#### Short problem 1
In the Kerberos post, what did the Kerberos 4 recvauth function do with the application-specific version string?

#### Text provided
**********

[6091] in Kerberos
K5 recvauth
daemon@ATHENA.MIT.EDU (Howard Chu)
Wed Nov 1 16:15:48 1995
To: kerberos@MIT.EDU
Date: 1 Nov 1995 12:58:04 -0800
From: hyc@troy.la.locus.com (Howard Chu)
Could someone please explain to me why there is an application-specific version
string in the header used by sendauth & recvauth? In Kerberos 4 this string
existed but the recvauth function ignored it - just passed it on to the caller.
In Kerberos 5 the recvauth function compares it to a string specified by the
caller, and on a mismatch the recvauth transaction fails.
This seems like a misfeature to me. Why is it any business of the Kerberos
library to be concerned over an application-specific piece of information? The
information is clearly outside the realm of Kerberos; the Kerberos library
has no business aborting the transaction because the application versions
don't match.

**********

#### Data extract
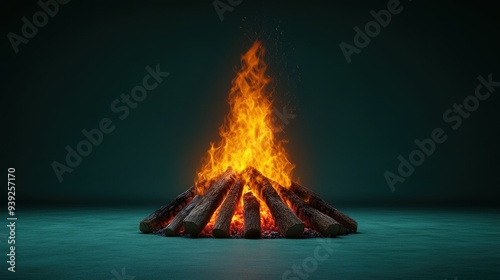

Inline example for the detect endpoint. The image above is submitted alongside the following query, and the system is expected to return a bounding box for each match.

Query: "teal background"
[2,1,500,205]
[0,0,500,280]
[1,1,500,205]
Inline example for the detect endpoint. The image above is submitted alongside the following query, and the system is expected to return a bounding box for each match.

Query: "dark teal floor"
[0,207,500,280]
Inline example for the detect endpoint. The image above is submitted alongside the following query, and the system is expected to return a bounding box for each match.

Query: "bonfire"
[139,42,358,238]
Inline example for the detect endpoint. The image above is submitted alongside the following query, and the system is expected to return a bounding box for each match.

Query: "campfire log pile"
[140,42,358,238]
[140,168,358,238]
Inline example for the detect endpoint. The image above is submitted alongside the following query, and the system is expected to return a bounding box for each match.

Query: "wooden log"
[139,186,195,233]
[290,182,358,232]
[183,168,236,237]
[243,192,261,239]
[212,179,245,238]
[275,184,344,237]
[251,169,304,238]
[161,195,202,236]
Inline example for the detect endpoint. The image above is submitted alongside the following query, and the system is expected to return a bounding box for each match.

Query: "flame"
[196,41,295,236]
[196,42,295,191]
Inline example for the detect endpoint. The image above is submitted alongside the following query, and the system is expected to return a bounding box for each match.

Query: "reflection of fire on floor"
[140,42,357,238]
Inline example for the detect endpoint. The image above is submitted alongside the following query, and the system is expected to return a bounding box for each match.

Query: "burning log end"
[290,182,358,232]
[251,169,305,238]
[243,192,261,239]
[274,185,343,237]
[161,195,202,236]
[139,186,195,233]
[212,179,245,238]
[183,168,236,237]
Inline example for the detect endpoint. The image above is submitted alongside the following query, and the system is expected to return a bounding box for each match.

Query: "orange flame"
[196,41,295,234]
[196,42,295,193]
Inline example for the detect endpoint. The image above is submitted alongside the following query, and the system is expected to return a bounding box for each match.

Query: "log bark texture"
[183,168,236,237]
[243,192,261,239]
[212,179,245,238]
[161,195,202,236]
[139,186,195,233]
[251,169,304,238]
[276,184,344,237]
[290,182,358,232]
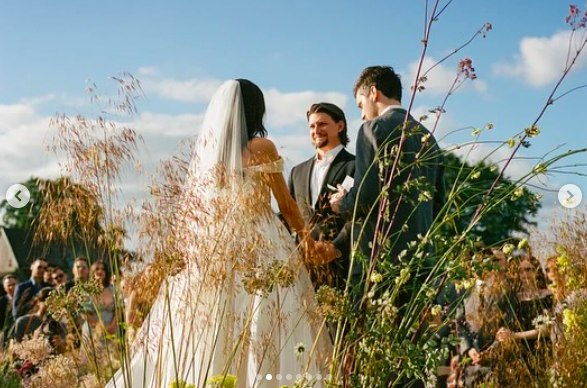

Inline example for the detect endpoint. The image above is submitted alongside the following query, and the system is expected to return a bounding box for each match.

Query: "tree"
[444,153,541,246]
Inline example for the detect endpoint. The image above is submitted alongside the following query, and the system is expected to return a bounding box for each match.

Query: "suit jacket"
[340,109,444,276]
[289,148,355,288]
[12,279,52,322]
[0,295,14,332]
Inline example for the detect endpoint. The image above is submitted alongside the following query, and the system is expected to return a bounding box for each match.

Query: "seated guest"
[456,249,515,387]
[51,267,67,287]
[14,287,65,342]
[83,260,118,337]
[0,275,18,348]
[43,264,55,285]
[12,258,51,322]
[65,256,90,292]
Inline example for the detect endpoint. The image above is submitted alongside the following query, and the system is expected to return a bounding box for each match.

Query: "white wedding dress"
[107,81,332,388]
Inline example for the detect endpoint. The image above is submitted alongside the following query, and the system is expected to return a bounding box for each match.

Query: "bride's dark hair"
[236,78,267,140]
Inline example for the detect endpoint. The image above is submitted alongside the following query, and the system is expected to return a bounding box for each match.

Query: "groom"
[330,66,444,304]
[289,102,355,290]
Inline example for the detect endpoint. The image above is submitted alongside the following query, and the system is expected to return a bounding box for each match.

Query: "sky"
[0,0,587,246]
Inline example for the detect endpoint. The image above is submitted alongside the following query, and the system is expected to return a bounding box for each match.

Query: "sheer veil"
[188,80,248,186]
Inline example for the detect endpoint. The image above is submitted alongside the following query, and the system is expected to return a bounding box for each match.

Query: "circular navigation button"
[6,184,31,209]
[558,184,583,209]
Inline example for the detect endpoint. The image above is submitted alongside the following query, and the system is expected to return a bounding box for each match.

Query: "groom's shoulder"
[291,156,316,173]
[249,137,277,156]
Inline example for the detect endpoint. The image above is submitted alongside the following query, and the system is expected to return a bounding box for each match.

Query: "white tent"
[0,228,18,278]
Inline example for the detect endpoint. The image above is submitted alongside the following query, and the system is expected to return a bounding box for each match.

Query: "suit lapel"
[318,148,350,202]
[298,158,315,215]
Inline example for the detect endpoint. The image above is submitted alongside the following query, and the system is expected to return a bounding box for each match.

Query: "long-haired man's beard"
[313,136,328,148]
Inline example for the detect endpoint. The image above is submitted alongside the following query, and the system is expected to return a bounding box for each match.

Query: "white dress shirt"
[379,105,404,116]
[310,144,343,206]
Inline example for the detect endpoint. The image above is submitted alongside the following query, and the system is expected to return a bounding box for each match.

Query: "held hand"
[330,185,348,213]
[314,241,337,265]
[467,348,481,365]
[495,327,514,342]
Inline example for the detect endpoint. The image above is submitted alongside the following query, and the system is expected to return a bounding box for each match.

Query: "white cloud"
[493,31,587,87]
[0,103,56,196]
[402,57,487,95]
[264,89,347,128]
[142,77,222,103]
[133,112,204,137]
[143,72,347,134]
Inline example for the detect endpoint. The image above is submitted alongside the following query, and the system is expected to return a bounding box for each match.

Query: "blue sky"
[0,0,587,246]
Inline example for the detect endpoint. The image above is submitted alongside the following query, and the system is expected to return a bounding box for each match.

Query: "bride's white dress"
[108,159,332,388]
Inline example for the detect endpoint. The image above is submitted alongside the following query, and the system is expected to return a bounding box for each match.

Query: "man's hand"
[313,241,337,265]
[330,185,348,213]
[467,348,481,365]
[495,327,515,342]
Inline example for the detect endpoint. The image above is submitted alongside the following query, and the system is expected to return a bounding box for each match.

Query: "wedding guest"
[51,267,67,287]
[0,274,18,348]
[495,256,554,387]
[43,264,55,285]
[65,256,90,292]
[82,260,118,336]
[12,258,51,321]
[456,249,515,387]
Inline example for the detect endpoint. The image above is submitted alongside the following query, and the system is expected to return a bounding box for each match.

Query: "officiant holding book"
[289,102,355,290]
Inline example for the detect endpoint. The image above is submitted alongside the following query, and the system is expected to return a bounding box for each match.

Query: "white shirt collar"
[316,144,344,162]
[379,105,403,116]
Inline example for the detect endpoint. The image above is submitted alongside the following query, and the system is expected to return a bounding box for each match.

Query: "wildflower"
[395,267,410,285]
[463,279,475,290]
[534,163,546,174]
[458,58,477,80]
[524,125,540,137]
[512,186,524,201]
[501,243,514,255]
[294,342,306,358]
[418,190,432,202]
[532,315,553,330]
[206,375,236,388]
[30,355,78,388]
[13,337,52,365]
[371,272,383,284]
[430,304,442,316]
[563,309,579,333]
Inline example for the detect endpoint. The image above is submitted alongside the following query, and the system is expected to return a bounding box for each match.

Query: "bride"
[107,79,332,388]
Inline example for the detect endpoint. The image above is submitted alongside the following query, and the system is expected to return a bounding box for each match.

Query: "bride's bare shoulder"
[247,137,279,164]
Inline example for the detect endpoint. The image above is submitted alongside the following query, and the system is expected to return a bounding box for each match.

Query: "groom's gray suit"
[340,108,444,294]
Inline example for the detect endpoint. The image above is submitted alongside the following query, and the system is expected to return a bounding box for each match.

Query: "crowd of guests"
[0,249,587,387]
[449,249,585,387]
[0,257,150,352]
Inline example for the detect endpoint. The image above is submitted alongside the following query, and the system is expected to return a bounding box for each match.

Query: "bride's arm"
[249,138,308,240]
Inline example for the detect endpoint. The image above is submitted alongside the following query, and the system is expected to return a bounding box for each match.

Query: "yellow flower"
[501,244,514,255]
[206,375,236,388]
[371,272,383,284]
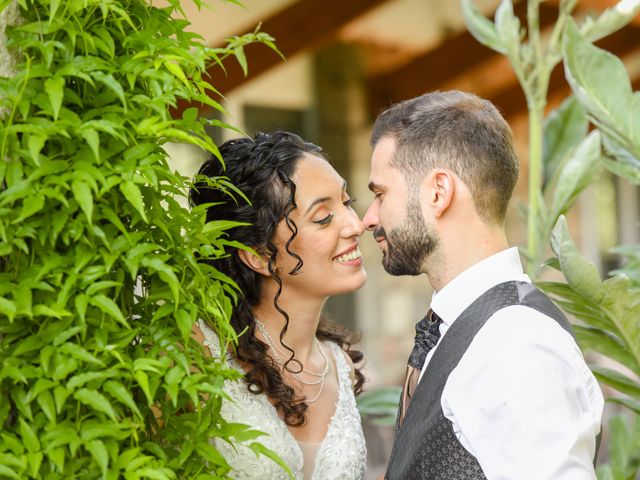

**********

#### Short problem 2
Rewrite the entries from their start through the line containing "[139,42,358,238]", replacing "detect endpoint" with "detection endpoint" and keeping everything else the same. Omit the pictures.

#### Task response 1
It ignored the string and passed it on to the caller.

#### Task response 2
Inline example for the detection endpoint. The image above is submitted alongside the following query, and the system is expected to return a bounding box for each match.

Query: "teal background"
[2,1,500,205]
[0,0,500,280]
[1,1,500,205]
Inline example for the detection endpoint. The image above is submitted alongside the following query, and the system is expected to return a bounding box for each match.

Query: "dark teal floor"
[0,207,500,280]
Inline example for the detection endpoint. The image above is submitted alongside the following query, and the system is expected to return a bounding box for each match.

Query: "bonfire"
[139,42,358,238]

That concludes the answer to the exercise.